───── READING TEXT

It is a combo of two patterns. I could not remember the book but did a search at the library and found it again. It is called
Huck embroidery
Tokyo : Ondorisha Publishers


----------



## Di19 (Mar 2, 2013)

I had to look up what swedish weaving is...very nice...I love the colours


----------



## brdlvr27 (Nov 12, 2011)

Absolutely Beautiful


----------



## mamiepooh (Sep 19, 2011)

Beautiful. I love to do swedish weaving.


----------



## Lalane (Aug 23, 2011)

Very nice what a beautiful piece. Great job.


----------



## MaryCarter (Oct 17, 2011)

pamjlee said:


> I know this is not knitting or crochet but some others have shared so thought I would too. This has been a big project for me. Started in the fall before heading south for the winter then finished when I returned. Size is 92'x92' I plan to make pillows to go with it but getting back to knitting for a bit.
> 
> Three walls in the bedroom are blue and the curtains are green with white sheers. I had planned to use it only on the bottom of the bed but see that it is the same size as the white coverlet on the bed now. May decide to use it as such.


Its lovely....and the matching pillows would just make it that much better.


----------



## marianikole (Aug 29, 2011)

It is stunning, work of art


----------



## macnzacsmom (Apr 30, 2011)

Beautiful


----------



## csbstar (Feb 1, 2011)

Thank you for sharing!! Very intricate!! Pretty!


----------



## pamjlee (Mar 11, 2012)

Thanks everyone for your kind comments!

──────────
───── ENTRIES SUPPLIED

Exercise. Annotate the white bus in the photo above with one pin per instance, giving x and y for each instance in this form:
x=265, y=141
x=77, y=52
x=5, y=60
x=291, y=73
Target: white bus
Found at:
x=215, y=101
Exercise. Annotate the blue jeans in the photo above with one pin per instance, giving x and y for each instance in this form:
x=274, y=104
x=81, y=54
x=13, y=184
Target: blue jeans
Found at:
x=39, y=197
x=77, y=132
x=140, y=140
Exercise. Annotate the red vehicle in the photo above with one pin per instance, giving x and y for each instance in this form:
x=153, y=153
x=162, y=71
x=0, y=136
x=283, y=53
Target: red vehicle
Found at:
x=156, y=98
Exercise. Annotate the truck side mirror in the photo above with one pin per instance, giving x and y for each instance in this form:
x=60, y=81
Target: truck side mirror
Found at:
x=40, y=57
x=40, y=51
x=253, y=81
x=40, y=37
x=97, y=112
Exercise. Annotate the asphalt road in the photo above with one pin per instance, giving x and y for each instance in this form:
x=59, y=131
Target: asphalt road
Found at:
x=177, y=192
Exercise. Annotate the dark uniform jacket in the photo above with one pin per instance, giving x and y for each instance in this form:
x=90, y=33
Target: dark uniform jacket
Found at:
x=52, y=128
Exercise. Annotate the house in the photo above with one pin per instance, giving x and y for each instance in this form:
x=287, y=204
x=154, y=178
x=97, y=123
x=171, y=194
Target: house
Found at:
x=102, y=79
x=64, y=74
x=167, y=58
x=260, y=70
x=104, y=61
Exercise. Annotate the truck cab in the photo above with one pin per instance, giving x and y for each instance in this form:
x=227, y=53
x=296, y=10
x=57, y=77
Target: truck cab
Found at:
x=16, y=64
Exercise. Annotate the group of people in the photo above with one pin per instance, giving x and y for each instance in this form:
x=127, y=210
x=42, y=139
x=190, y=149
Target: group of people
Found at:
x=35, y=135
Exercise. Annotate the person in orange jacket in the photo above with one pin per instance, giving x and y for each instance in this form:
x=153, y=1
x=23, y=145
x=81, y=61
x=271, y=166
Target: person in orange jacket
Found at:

──────────

### GOAL 1
Name every specific color mentioned in the weaving thread.
### GOAL 2
Reproduce the passage of the weaving thread between "Very nice what" and "knitting for a bit.", inclusive.
The listing above is material separate from the weaving thread.

### EXERCISE RESPONSE 1
Blue, green, white

### EXERCISE RESPONSE 2
Very nice what a beautiful piece. Great job.


----------



## MaryCarter (Oct 17, 2011)

pamjlee said:


> I know this is not knitting or crochet but some others have shared so thought I would too. This has been a big project for me. Started in the fall before heading south for the winter then finished when I returned. Size is 92'x92' I plan to make pillows to go with it but getting back to knitting for a bit.